Object position labeling records
=-=-=-=-=
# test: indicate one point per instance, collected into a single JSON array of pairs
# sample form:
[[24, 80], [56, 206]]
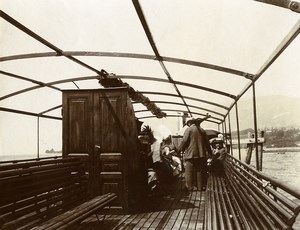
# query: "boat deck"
[[178, 212]]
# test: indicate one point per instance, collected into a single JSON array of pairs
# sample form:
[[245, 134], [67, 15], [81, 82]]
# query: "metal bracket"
[[294, 6]]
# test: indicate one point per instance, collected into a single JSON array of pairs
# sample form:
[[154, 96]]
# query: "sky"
[[241, 34]]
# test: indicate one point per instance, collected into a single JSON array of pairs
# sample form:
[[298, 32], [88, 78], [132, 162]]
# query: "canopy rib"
[[152, 43], [186, 97], [183, 111], [131, 55], [289, 38], [192, 106]]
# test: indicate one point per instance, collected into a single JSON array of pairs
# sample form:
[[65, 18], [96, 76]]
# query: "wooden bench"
[[34, 191], [77, 214], [247, 199]]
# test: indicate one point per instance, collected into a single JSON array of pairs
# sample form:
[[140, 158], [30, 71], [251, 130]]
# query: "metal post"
[[230, 139], [38, 137], [238, 130], [255, 127]]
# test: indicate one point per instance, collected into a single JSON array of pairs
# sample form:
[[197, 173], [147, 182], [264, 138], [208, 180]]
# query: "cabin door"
[[93, 122]]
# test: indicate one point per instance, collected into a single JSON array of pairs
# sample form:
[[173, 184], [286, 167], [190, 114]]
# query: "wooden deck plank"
[[181, 212]]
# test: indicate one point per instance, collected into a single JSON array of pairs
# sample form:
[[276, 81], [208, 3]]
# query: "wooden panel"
[[77, 123], [109, 119]]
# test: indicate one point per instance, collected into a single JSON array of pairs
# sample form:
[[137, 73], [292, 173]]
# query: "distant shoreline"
[[282, 149]]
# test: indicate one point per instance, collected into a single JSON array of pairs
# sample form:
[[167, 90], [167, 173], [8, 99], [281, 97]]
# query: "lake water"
[[284, 166]]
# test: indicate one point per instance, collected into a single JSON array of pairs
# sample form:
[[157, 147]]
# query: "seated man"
[[218, 157]]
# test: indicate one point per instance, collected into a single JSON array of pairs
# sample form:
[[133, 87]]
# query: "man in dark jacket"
[[196, 147]]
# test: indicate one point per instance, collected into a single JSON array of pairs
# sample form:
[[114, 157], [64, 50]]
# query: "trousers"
[[195, 173]]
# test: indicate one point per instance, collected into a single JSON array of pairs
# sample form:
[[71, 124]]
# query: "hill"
[[272, 112]]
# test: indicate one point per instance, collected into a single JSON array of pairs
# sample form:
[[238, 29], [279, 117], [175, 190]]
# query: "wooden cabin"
[[100, 126]]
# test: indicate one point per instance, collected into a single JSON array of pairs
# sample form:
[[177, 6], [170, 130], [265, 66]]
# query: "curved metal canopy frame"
[[157, 57]]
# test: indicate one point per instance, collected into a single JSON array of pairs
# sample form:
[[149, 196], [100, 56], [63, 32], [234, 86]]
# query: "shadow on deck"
[[178, 212]]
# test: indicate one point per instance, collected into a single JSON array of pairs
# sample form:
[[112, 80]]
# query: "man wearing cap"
[[196, 148]]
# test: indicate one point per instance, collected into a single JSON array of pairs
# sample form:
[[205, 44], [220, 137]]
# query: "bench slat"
[[78, 213]]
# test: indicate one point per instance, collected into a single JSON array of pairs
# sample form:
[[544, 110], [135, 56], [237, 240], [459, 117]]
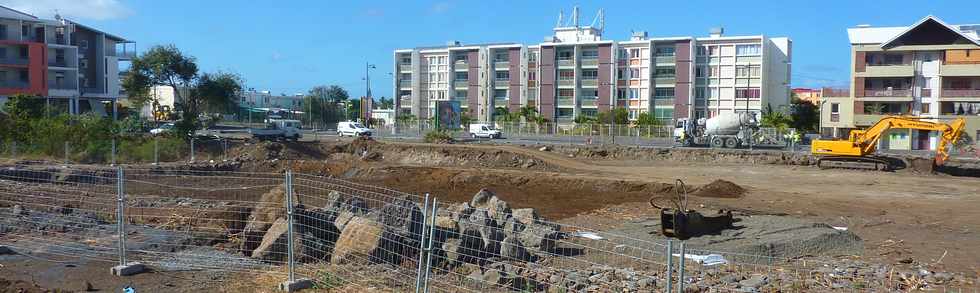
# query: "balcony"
[[960, 93], [565, 102], [887, 70], [18, 61], [14, 84], [887, 93]]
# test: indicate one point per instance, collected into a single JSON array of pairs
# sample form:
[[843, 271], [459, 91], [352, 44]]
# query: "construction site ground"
[[902, 217]]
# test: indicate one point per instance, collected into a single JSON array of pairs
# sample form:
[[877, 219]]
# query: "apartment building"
[[929, 69], [575, 72], [75, 67]]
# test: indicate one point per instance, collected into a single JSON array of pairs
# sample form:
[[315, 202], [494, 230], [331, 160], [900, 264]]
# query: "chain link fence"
[[326, 232]]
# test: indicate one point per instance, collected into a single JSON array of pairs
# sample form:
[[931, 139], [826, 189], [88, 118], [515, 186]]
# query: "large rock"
[[274, 244], [366, 240]]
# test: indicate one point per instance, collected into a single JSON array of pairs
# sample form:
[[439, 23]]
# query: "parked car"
=-=-=-=-=
WHAT YOU WILL DO:
Copy the material word for word, starting at its first line and ending at the line that contains "[[93, 122]]", with both of those lines included. Leave the pictures out of your copy.

ANSWER TO THIS PROBLEM:
# test: indicate one point per instance, collected into a single JSON array of pairs
# sample form:
[[24, 80], [56, 206]]
# query: "boat deck"
[[178, 212]]
# test: indicate one point per instance, collected into a single JSON array of pairs
# sample form:
[[245, 134], [67, 15], [81, 82]]
# query: "metal bracket"
[[294, 6]]
# test: indicate one point per instance, collected into a single JSON array of pairs
# sample form:
[[154, 96]]
# query: "sky"
[[241, 34]]
# test: indicate one point per instance, collected into a single JSON array of pairs
# sample form:
[[298, 32], [88, 78], [132, 162]]
# query: "canopy rib"
[[152, 43], [186, 97], [183, 111], [131, 55], [289, 38], [192, 106]]
# test: indicate one point per instance, collected into a single JSON array of pairs
# sample form:
[[65, 18], [96, 76]]
# query: "wooden bench"
[[34, 191], [77, 214], [247, 199]]
# test: indicate one point per instance, collected into a single JSON array of pairs
# sample form:
[[140, 158], [30, 71], [251, 130]]
# query: "metal post"
[[230, 139], [38, 137], [238, 130], [255, 127]]
# test: indicate one point per instance, collected into a single JSON array of pairs
# sample form:
[[197, 173], [147, 182], [264, 138], [208, 180]]
# query: "cabin door"
[[93, 122]]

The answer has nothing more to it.